### PROBLEM TO SOLVE:
Leave out the pictures and copy each record below exactly.

### Stored entries:
+++++
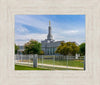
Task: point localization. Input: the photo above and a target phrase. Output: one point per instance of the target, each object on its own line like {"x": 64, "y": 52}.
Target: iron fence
{"x": 52, "y": 62}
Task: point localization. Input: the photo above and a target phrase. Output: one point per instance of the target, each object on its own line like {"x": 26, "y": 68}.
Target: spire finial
{"x": 49, "y": 23}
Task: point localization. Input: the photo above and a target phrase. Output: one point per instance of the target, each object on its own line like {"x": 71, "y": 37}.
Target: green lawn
{"x": 19, "y": 67}
{"x": 74, "y": 63}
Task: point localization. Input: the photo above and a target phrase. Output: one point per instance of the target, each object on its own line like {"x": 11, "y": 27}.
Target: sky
{"x": 64, "y": 27}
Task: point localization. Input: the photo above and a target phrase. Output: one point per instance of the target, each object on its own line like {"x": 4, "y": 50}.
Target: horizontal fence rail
{"x": 52, "y": 62}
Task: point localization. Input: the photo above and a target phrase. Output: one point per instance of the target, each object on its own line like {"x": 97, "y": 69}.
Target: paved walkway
{"x": 52, "y": 65}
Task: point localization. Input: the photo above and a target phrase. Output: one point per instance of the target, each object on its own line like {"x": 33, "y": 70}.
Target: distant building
{"x": 49, "y": 45}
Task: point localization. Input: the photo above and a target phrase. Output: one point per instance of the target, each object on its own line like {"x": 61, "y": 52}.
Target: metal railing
{"x": 52, "y": 62}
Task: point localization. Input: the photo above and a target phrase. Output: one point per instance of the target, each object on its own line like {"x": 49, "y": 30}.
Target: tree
{"x": 82, "y": 49}
{"x": 32, "y": 47}
{"x": 67, "y": 48}
{"x": 16, "y": 48}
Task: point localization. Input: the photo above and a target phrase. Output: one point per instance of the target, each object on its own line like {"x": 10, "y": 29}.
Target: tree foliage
{"x": 16, "y": 48}
{"x": 67, "y": 48}
{"x": 82, "y": 48}
{"x": 32, "y": 47}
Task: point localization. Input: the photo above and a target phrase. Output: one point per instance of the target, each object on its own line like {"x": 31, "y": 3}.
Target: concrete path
{"x": 52, "y": 65}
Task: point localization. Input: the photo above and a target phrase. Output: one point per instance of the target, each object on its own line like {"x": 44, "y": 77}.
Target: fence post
{"x": 42, "y": 60}
{"x": 84, "y": 63}
{"x": 67, "y": 61}
{"x": 54, "y": 61}
{"x": 21, "y": 57}
{"x": 35, "y": 57}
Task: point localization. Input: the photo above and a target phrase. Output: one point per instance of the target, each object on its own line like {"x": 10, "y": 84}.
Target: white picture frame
{"x": 9, "y": 8}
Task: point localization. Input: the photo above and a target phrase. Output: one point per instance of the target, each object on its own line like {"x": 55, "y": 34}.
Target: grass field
{"x": 74, "y": 63}
{"x": 19, "y": 67}
{"x": 22, "y": 67}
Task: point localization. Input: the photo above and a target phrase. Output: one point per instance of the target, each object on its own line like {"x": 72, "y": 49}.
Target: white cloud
{"x": 21, "y": 29}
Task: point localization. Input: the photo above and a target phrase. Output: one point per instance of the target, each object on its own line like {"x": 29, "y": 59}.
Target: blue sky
{"x": 64, "y": 27}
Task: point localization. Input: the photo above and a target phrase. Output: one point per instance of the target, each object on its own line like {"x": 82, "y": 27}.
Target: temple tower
{"x": 49, "y": 36}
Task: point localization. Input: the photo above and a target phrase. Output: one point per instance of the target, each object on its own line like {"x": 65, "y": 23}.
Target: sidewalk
{"x": 52, "y": 65}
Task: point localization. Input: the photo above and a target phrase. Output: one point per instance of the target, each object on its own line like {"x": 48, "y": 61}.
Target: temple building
{"x": 49, "y": 45}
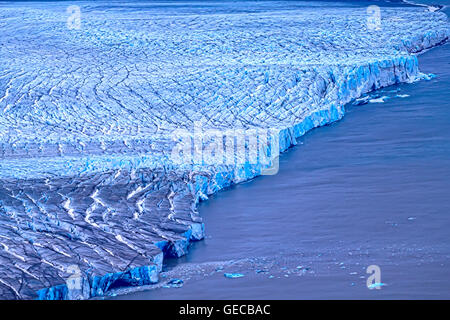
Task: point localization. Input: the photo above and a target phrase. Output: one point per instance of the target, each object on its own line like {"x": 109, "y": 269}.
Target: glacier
{"x": 90, "y": 197}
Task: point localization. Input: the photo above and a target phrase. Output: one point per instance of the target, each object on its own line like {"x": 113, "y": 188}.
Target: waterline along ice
{"x": 101, "y": 167}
+++++
### TASK RESPONSE:
Task: point localization. Input: the photo above and a target phrase. Output: one point per instance of the target, each object on its own line like {"x": 64, "y": 52}.
Target: iron fence
{"x": 52, "y": 62}
Task: point localization. Input: the photo above and a target phrase. Output: one point per instance of the target, each object on its own line like {"x": 26, "y": 68}.
Target: spire finial
{"x": 49, "y": 23}
Task: point localization. Input: the photo above and a target phrase. Output: one point per instance of the target, each object on its own line like {"x": 71, "y": 37}.
Target: green lawn
{"x": 19, "y": 67}
{"x": 74, "y": 63}
Task: point localization. Input: the photo above and a target phrase. Output: one point per instance of the target, each object on its own line like {"x": 11, "y": 27}.
Target: sky
{"x": 64, "y": 27}
Task: point localization. Input: the photo above and a target phrase. Output: one point per instance of the target, each object on its own line like {"x": 4, "y": 50}.
Target: horizontal fence rail
{"x": 52, "y": 62}
Task: point localization. Input: the photo above and a target phrase. Output: one point per instance of the target, each object on its own line like {"x": 97, "y": 69}.
Target: paved walkway
{"x": 52, "y": 65}
Task: point localization. Input: the photo above and a target phrase. Output: one point per instance of the target, each object on its own line like {"x": 33, "y": 70}.
Target: distant building
{"x": 49, "y": 45}
Task: point localization. Input: the photo above and a target phrase. Output: one point per instance of the target, each object on its own line like {"x": 61, "y": 52}.
Target: metal railing
{"x": 52, "y": 62}
Task: point localization. Input: the photo above and a target phrase. Output: one point per instance of the target, each object on its own line like {"x": 49, "y": 30}.
Target: tree
{"x": 82, "y": 49}
{"x": 32, "y": 47}
{"x": 67, "y": 48}
{"x": 16, "y": 48}
Task: point localization. Input: the photo above and a target phrase. Output: one point per instance of the target, each object on its own line like {"x": 10, "y": 29}.
Target: tree foliage
{"x": 16, "y": 48}
{"x": 67, "y": 48}
{"x": 82, "y": 48}
{"x": 32, "y": 47}
Task: point localization. Input: the photo above and a target phrase. Output: one point per instance of the target, each object on its own line like {"x": 31, "y": 3}.
Target: concrete path
{"x": 52, "y": 65}
Task: point localization. Input: the photo above and a target phrase. Output: one point per instance of the target, each object on its own line like {"x": 44, "y": 77}.
Target: fence post
{"x": 42, "y": 60}
{"x": 84, "y": 63}
{"x": 67, "y": 61}
{"x": 54, "y": 61}
{"x": 21, "y": 57}
{"x": 35, "y": 57}
Task: point localization. Input: the photo above and a target phrase. Output: one point per instance of the target, each object on its own line like {"x": 10, "y": 84}.
Target: white picture frame
{"x": 9, "y": 8}
Task: point localization. Input: the photo above and a target phrase. Output: one point per instance of the target, each object on its own line like {"x": 55, "y": 34}.
Target: grass field
{"x": 74, "y": 63}
{"x": 19, "y": 67}
{"x": 22, "y": 67}
Task: point localization. Input: the photo above and a target phrase. Output: one point per instance of the target, each object on its own line like {"x": 72, "y": 49}.
Target: white cloud
{"x": 21, "y": 29}
Task: point localization. Input: the photo above and a target phrase. Output: one point per instance of the target, each object on its own line like {"x": 29, "y": 59}.
Target: blue sky
{"x": 64, "y": 27}
Task: point localization. Input: the photo above and a target phrase. Output: one point per instance of the target, each object on its own line like {"x": 82, "y": 27}.
Target: temple tower
{"x": 49, "y": 36}
Task: point localization. Input: the photo above and a target phrase. Output: one point per instance of the target, each object on its own line like {"x": 65, "y": 23}.
Target: sidewalk
{"x": 52, "y": 65}
Task: point localization. Input: the photo above and a target phrase. Output: one point per instance of the target, each object on its own line like {"x": 48, "y": 61}.
Target: temple building
{"x": 49, "y": 45}
Task: point localization. Input: the photo above and a target phrase. Output: one point per instance of the target, each object on its own line like {"x": 109, "y": 269}.
Target: glacier
{"x": 90, "y": 197}
Task: point localization. Input: the photo above and a target phrase. Output: one point per instance of the target, each object on its own line like {"x": 113, "y": 188}.
Target: waterline along ice
{"x": 101, "y": 167}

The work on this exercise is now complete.